> [What the exercise asks] Copy these lines below word for word, starting with the line that contains "Each instance of the dark wooden" and going on through the line that contains "[[148, 65]]", with both of those lines included.

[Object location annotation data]
▽

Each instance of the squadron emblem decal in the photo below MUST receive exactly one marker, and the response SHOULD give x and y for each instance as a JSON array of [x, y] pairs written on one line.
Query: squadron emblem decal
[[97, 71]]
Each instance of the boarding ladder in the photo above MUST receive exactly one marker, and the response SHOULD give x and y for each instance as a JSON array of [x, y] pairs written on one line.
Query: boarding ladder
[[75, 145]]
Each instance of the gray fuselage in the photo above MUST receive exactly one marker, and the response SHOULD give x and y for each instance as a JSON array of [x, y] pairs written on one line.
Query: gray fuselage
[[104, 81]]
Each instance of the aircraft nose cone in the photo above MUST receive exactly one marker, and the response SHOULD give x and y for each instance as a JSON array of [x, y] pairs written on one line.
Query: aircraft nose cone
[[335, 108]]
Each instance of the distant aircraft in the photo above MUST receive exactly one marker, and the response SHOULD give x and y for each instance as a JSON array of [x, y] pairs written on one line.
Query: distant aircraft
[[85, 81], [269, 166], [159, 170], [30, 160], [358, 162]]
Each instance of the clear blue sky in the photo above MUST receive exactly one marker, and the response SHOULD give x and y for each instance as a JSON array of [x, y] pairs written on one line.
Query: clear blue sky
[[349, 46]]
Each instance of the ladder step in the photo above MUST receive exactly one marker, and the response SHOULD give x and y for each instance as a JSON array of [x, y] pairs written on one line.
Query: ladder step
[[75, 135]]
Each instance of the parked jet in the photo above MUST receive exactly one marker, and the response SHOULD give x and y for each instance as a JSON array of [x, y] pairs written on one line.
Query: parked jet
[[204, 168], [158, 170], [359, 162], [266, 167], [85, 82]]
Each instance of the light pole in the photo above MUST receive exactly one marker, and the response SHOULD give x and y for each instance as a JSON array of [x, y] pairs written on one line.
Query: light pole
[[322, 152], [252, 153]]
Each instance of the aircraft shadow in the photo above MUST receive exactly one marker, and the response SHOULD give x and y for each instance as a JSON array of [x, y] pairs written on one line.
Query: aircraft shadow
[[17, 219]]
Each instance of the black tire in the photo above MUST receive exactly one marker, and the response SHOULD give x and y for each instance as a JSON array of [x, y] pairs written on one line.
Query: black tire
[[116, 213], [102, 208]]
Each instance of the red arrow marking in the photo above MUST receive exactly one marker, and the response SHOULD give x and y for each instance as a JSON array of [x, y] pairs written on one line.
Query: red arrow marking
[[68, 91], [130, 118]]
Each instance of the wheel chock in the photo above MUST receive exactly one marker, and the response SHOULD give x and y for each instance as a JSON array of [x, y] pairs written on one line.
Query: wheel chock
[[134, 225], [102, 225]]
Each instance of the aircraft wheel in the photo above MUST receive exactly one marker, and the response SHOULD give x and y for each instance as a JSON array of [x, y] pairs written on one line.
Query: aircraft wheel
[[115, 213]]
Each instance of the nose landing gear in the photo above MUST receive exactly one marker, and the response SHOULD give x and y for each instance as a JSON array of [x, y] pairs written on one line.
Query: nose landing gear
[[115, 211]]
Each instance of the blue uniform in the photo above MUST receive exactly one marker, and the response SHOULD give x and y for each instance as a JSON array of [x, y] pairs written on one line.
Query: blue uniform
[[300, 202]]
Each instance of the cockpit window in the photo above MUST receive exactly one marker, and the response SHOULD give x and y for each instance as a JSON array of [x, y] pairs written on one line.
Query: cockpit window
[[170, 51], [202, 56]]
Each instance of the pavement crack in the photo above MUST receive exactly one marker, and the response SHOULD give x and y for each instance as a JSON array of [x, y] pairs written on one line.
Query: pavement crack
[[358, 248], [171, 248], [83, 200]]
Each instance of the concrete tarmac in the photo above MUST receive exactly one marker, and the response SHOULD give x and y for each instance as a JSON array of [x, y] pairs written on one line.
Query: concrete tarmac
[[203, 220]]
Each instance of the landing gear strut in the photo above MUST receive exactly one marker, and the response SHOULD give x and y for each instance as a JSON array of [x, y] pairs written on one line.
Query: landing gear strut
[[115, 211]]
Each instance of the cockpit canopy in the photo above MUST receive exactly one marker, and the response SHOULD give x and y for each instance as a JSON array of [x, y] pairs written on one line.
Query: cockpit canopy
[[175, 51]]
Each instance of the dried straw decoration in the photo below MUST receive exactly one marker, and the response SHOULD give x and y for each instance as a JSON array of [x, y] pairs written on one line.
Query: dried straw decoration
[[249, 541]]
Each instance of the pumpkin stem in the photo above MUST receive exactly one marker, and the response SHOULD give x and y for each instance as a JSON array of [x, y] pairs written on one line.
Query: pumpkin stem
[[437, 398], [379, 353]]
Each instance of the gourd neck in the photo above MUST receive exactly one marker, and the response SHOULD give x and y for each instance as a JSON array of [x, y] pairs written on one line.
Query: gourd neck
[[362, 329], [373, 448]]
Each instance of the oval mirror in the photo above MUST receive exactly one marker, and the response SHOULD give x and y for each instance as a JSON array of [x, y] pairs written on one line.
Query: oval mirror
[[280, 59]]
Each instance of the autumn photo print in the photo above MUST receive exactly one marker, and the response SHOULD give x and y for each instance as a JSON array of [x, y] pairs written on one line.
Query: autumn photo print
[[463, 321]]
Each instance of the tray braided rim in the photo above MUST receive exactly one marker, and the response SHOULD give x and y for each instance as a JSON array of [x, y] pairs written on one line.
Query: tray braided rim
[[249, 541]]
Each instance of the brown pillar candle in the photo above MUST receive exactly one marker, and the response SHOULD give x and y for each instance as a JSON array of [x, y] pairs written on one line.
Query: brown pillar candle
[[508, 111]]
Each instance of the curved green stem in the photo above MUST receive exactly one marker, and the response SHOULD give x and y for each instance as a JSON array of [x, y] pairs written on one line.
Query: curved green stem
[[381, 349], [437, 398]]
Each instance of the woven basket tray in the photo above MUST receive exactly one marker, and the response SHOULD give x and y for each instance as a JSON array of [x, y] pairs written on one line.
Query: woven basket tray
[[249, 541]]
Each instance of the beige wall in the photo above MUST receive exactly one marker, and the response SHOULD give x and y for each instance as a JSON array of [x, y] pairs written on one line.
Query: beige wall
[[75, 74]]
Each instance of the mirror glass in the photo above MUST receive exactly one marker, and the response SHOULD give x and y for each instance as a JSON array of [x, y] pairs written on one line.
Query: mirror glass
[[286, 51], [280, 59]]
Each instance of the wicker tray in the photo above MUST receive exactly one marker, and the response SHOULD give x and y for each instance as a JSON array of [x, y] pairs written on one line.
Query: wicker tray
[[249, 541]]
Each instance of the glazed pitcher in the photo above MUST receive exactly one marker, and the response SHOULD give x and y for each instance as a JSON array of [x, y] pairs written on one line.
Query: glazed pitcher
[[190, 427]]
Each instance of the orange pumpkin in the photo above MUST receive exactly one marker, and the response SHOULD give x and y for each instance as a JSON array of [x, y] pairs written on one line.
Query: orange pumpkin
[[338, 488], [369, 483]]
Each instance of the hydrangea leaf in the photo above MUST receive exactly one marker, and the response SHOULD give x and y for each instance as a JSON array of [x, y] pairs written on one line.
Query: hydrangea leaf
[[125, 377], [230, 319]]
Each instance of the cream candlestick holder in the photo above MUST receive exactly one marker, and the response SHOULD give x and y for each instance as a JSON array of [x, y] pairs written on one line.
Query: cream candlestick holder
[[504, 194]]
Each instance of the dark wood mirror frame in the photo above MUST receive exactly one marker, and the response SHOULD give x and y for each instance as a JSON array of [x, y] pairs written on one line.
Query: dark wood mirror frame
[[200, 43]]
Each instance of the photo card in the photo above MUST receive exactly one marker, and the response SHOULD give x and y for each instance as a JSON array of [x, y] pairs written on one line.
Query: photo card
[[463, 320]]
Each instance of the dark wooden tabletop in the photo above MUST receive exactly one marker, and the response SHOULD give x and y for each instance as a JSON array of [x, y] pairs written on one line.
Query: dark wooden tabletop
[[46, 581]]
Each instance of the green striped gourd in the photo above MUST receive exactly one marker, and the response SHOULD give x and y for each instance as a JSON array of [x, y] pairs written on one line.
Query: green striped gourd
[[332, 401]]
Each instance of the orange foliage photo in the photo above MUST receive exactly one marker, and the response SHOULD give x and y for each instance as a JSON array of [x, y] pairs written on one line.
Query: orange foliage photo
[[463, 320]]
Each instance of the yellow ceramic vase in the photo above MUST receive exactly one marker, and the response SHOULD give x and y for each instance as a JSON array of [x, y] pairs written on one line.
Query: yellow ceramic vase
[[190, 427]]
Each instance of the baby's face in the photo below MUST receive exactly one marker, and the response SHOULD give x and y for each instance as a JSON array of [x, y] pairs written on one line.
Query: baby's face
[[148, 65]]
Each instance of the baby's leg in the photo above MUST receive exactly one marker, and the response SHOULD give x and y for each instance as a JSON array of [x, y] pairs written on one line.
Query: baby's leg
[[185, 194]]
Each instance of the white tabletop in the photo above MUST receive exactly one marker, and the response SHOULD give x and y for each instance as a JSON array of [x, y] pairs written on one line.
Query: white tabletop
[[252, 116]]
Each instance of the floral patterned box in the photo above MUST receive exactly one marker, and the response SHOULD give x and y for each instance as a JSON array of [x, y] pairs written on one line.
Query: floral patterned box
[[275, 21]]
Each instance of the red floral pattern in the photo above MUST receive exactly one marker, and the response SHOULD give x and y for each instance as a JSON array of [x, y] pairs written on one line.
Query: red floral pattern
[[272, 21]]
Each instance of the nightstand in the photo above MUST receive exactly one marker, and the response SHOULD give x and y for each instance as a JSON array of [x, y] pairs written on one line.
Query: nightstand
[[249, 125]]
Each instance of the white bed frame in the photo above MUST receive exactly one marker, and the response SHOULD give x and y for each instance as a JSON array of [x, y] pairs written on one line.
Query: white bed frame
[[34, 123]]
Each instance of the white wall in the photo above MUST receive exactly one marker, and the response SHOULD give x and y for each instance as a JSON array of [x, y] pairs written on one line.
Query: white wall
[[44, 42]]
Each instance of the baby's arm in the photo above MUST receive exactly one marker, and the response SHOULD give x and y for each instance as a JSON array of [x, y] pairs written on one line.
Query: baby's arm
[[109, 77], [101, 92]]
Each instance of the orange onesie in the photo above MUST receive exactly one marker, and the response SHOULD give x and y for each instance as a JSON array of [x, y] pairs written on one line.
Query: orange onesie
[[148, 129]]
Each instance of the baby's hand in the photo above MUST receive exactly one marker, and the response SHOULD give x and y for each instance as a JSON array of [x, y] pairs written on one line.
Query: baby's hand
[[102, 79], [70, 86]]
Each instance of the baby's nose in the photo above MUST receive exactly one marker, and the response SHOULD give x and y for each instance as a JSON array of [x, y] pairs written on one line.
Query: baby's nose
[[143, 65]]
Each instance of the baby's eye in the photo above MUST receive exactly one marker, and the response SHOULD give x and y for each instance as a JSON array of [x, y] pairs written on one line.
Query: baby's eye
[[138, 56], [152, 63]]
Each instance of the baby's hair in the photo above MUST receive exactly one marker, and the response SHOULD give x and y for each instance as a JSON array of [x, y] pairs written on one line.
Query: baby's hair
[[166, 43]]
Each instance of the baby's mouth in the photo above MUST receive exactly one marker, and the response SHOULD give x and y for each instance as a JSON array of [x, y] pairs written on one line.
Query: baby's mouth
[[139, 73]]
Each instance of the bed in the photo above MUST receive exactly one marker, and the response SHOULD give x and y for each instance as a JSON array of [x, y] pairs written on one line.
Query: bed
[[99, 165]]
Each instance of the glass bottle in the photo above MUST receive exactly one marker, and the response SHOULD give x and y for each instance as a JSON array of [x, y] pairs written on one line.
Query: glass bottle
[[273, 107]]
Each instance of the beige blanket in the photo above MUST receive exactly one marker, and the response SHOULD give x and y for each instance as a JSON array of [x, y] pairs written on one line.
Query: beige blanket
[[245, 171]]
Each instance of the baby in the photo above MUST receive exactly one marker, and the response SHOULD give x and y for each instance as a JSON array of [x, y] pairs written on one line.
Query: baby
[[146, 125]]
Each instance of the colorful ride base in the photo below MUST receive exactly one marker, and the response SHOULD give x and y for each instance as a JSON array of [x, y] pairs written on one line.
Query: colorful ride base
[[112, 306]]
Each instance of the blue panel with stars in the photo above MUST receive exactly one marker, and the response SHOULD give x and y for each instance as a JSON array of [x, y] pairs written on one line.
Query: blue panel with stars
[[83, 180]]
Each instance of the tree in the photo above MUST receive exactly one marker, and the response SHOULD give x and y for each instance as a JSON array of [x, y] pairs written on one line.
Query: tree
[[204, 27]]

△

> [Task response]
Each instance of the dark wooden tabletop in the photo above MUST receive exactly one marker, and the response SHOULD give x and y for each instance as a JSON array of [x, y] pairs written on one line.
Query: dark wooden tabletop
[[46, 581]]
Each instance of the green striped gourd in the photo above MUST receive exactly one marker, and the response SHOULD give x and y for each instance as a JSON array of [x, y] pairs written on one line.
Query: green striped gourd
[[332, 401]]
Each instance of the orange foliage photo in the photo above MUST receive exactly one marker, and the response SHOULD give x and y for each instance as a JSON array of [x, y] pairs written on one line.
Query: orange foliage photo
[[463, 320]]
Each instance of the yellow ceramic vase in the photo above MUST receive exactly one marker, and the response SHOULD give x and y for each instance as a JSON array of [x, y] pairs written on one line.
Query: yellow ceramic vase
[[190, 427]]
Each instance of the baby's face in the photo below MUST receive exactly one marker, and the response SHOULD give x and y for each instance as a JSON array of [x, y] pairs written on one line.
Query: baby's face
[[148, 65]]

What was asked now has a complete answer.